Task requirements →
Convert all of the data below into a JSON list of strings, one string per line, skipping blank lines. Leave the pictures out of the list.

(Outline entries for labeled areas)

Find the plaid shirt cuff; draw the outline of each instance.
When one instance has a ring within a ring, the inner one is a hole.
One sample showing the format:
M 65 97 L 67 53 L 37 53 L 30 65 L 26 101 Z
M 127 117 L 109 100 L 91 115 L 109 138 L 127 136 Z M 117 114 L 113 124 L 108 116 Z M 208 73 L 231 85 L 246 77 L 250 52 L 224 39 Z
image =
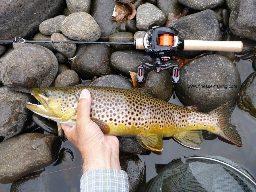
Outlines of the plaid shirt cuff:
M 81 191 L 129 191 L 126 172 L 117 169 L 98 169 L 86 172 L 80 179 Z

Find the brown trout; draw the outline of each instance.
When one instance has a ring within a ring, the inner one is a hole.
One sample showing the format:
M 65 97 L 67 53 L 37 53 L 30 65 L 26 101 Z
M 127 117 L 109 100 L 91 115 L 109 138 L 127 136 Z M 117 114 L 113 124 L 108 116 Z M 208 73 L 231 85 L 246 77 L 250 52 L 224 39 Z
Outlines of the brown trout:
M 231 102 L 205 113 L 155 98 L 149 89 L 90 86 L 32 89 L 30 92 L 42 104 L 26 106 L 43 117 L 73 126 L 80 94 L 85 89 L 92 95 L 91 119 L 106 134 L 135 137 L 143 147 L 161 151 L 163 137 L 200 149 L 203 140 L 199 130 L 203 130 L 242 146 L 236 126 L 230 124 Z

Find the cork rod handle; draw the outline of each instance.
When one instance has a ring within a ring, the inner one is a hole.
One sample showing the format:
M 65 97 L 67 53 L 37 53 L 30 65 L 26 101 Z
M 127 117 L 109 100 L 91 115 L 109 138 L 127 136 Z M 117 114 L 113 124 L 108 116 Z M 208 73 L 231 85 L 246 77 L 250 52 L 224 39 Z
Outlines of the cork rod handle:
M 185 51 L 216 51 L 239 53 L 243 49 L 241 41 L 215 41 L 184 40 Z

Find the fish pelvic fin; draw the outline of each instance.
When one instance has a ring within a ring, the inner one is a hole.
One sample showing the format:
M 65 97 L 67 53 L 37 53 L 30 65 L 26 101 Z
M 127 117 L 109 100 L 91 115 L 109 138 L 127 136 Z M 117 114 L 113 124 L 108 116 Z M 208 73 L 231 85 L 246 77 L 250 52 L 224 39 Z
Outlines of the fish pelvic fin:
M 136 138 L 141 145 L 146 149 L 158 151 L 163 150 L 163 134 L 161 132 L 141 135 Z
M 236 126 L 230 123 L 231 113 L 235 105 L 235 101 L 233 100 L 210 112 L 210 114 L 217 114 L 219 123 L 215 131 L 209 131 L 241 146 L 243 145 L 241 137 Z
M 110 132 L 110 128 L 106 123 L 96 118 L 91 118 L 91 120 L 99 126 L 104 133 L 108 133 Z
M 174 139 L 181 144 L 193 149 L 201 148 L 199 144 L 203 142 L 200 131 L 189 131 L 173 135 Z

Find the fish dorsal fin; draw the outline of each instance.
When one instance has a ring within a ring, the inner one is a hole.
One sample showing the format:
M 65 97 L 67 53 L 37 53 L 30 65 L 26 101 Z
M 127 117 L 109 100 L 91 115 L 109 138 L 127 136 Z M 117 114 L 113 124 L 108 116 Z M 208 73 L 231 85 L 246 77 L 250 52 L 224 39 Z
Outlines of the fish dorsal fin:
M 191 105 L 190 106 L 187 106 L 186 107 L 192 111 L 200 111 L 201 110 L 199 107 L 196 105 Z
M 158 151 L 163 150 L 162 138 L 163 134 L 161 132 L 146 133 L 136 137 L 138 142 L 143 147 Z
M 133 88 L 133 89 L 139 91 L 143 94 L 147 95 L 148 96 L 152 97 L 154 97 L 154 92 L 153 90 L 149 88 L 144 88 L 141 87 L 140 88 Z
M 96 118 L 91 118 L 91 120 L 99 125 L 104 133 L 108 133 L 110 132 L 110 128 L 106 123 Z
M 202 134 L 199 131 L 184 131 L 176 134 L 172 137 L 182 145 L 194 149 L 201 148 L 199 144 L 203 142 Z

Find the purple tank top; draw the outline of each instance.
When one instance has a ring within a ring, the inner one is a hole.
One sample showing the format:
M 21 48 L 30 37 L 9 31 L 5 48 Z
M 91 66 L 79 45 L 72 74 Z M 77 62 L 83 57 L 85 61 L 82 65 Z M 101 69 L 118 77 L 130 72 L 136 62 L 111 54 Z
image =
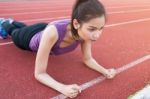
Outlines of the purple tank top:
M 62 40 L 65 37 L 66 27 L 69 23 L 70 23 L 70 20 L 68 20 L 68 19 L 53 21 L 50 23 L 50 24 L 55 25 L 57 32 L 58 32 L 58 36 L 59 36 L 57 42 L 54 44 L 53 48 L 51 49 L 50 54 L 52 54 L 52 55 L 64 54 L 64 53 L 74 50 L 79 45 L 80 41 L 76 41 L 73 44 L 71 44 L 70 46 L 60 48 L 60 43 L 62 42 Z M 38 50 L 42 33 L 43 33 L 43 31 L 36 33 L 32 37 L 30 44 L 29 44 L 29 47 L 32 51 Z

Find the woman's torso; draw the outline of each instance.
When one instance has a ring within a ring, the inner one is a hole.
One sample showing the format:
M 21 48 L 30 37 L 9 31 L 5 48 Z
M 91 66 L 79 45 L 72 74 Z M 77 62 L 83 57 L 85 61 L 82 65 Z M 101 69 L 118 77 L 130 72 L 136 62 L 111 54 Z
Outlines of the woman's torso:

Task output →
[
  "Find the plaid shirt cuff; draw the outline of each instance.",
  "When one instance has a ring within a ring, the inner one is a hole.",
  "One sample showing the format:",
  "M 65 97 L 67 53 L 37 53 L 30 65 L 26 101 Z",
  "M 127 117 L 109 100 L 91 115 L 109 138 L 127 136 Z M 117 114 L 113 124 L 108 116 Z M 208 73 L 231 85 L 246 77 L 250 52 L 224 39 Z",
  "image =",
  "Outlines of the plaid shirt cuff:",
  "M 81 191 L 129 191 L 126 172 L 117 169 L 98 169 L 86 172 L 80 179 Z",
  "Find the brown trout; draw the outline of each instance.",
  "When one instance has a ring within a ring, the inner one is a hole.",
  "One sample showing the format:",
  "M 65 97 L 67 53 L 37 53 L 30 65 L 26 101 Z",
  "M 127 117 L 109 100 L 91 115 L 109 138 L 127 136 Z M 117 114 L 113 124 L 108 116 Z M 208 73 L 231 85 L 246 77 L 250 52 L 224 39 Z",
  "Outlines of the brown trout:",
  "M 231 102 L 205 113 L 155 98 L 149 89 L 90 86 L 32 89 L 30 92 L 42 104 L 26 106 L 43 117 L 73 126 L 80 94 L 85 89 L 92 95 L 91 119 L 106 134 L 135 137 L 143 147 L 161 151 L 163 137 L 200 149 L 203 140 L 199 130 L 203 130 L 242 146 L 236 126 L 230 124 Z",
  "Find the cork rod handle; draw the outline of each instance.",
  "When one instance has a ring within a ring, the inner one is a hole.",
  "One sample showing the format:",
  "M 65 97 L 67 53 L 37 53 L 30 65 L 26 101 Z",
  "M 127 117 L 109 100 L 91 115 L 109 138 L 127 136 Z M 117 114 L 113 124 L 108 116 Z M 208 73 L 231 85 L 246 77 L 250 52 L 224 39 Z",
  "Outlines of the cork rod handle:",
  "M 185 51 L 216 51 L 239 53 L 243 49 L 241 41 L 215 41 L 184 40 Z",
  "Find the fish pelvic fin; draw the outline of each instance.",
  "When one instance has a ring within a ring, the inner one is a hole.",
  "One sample showing the format:",
  "M 65 97 L 67 53 L 37 53 L 30 65 L 26 101 Z",
  "M 127 117 L 109 100 L 91 115 L 109 138 L 127 136 Z M 117 114 L 113 124 L 108 116 Z M 208 73 L 231 85 L 246 77 L 250 52 L 224 39 Z",
  "Outlines of the fish pelvic fin:",
  "M 136 138 L 141 145 L 146 149 L 158 151 L 163 150 L 163 134 L 161 132 L 141 135 Z",
  "M 236 126 L 230 123 L 231 113 L 235 105 L 235 101 L 233 100 L 210 112 L 210 114 L 217 114 L 219 123 L 215 131 L 209 131 L 241 146 L 243 145 L 241 137 Z",
  "M 110 132 L 110 128 L 106 123 L 96 118 L 91 118 L 91 120 L 99 126 L 104 133 L 108 133 Z",
  "M 174 139 L 181 144 L 193 149 L 201 148 L 199 144 L 203 142 L 200 131 L 189 131 L 173 135 Z",
  "Find the fish dorsal fin; draw the outline of each instance.",
  "When one instance has a ring within a ring, the inner one is a hole.",
  "One sample showing the format:",
  "M 65 97 L 67 53 L 37 53 L 30 65 L 26 101 Z",
  "M 127 117 L 109 100 L 91 115 L 109 138 L 127 136 Z M 117 114 L 113 124 L 108 116 Z M 208 73 L 231 85 L 246 77 L 250 52 L 224 39 Z",
  "Outlines of the fish dorsal fin:",
  "M 191 105 L 190 106 L 187 106 L 186 107 L 192 111 L 200 111 L 201 110 L 199 107 L 196 105 Z",
  "M 158 151 L 163 150 L 162 138 L 163 134 L 161 132 L 146 133 L 136 137 L 138 142 L 143 147 Z",
  "M 133 88 L 133 89 L 139 91 L 143 94 L 147 95 L 148 96 L 152 97 L 154 97 L 154 92 L 153 90 L 149 88 L 144 88 L 141 87 L 140 88 Z",
  "M 96 118 L 91 118 L 91 120 L 99 125 L 104 133 L 108 133 L 110 132 L 110 128 L 106 123 Z",
  "M 202 134 L 199 131 L 184 131 L 176 134 L 172 137 L 182 145 L 194 149 L 201 148 L 199 144 L 203 142 Z",
  "Find the purple tank top; draw the outline of each instance.",
  "When one instance has a ring within a ring, the inner one is a hole.",
  "One sample showing the format:",
  "M 21 48 L 30 37 L 9 31 L 5 48 Z",
  "M 91 66 L 79 45 L 72 74 Z M 77 62 L 83 57 L 85 61 L 82 65 Z M 101 69 L 118 77 L 130 72 L 136 62 L 111 54 Z",
  "image =",
  "Outlines of the purple tank top:",
  "M 62 40 L 65 37 L 66 27 L 69 23 L 70 23 L 70 20 L 68 20 L 68 19 L 53 21 L 50 23 L 50 24 L 55 25 L 57 32 L 58 32 L 58 36 L 59 36 L 57 42 L 54 44 L 53 48 L 51 49 L 50 54 L 52 54 L 52 55 L 64 54 L 64 53 L 74 50 L 79 45 L 80 41 L 76 41 L 73 44 L 71 44 L 70 46 L 60 48 L 60 43 L 62 42 Z M 38 50 L 42 33 L 43 33 L 43 31 L 36 33 L 32 37 L 30 44 L 29 44 L 29 47 L 32 51 Z",
  "Find the woman's torso; draw the outline of each instance.",
  "When one instance has a ring within a ring, the inner one is a hole.",
  "One sample showing the format:",
  "M 21 48 L 30 37 L 9 31 L 5 48 Z",
  "M 91 66 L 79 45 L 72 74 Z M 77 62 L 83 57 L 85 61 L 82 65 Z M 101 69 L 118 77 L 130 72 L 136 62 L 111 54 Z",
  "Outlines of the woman's torso:"
]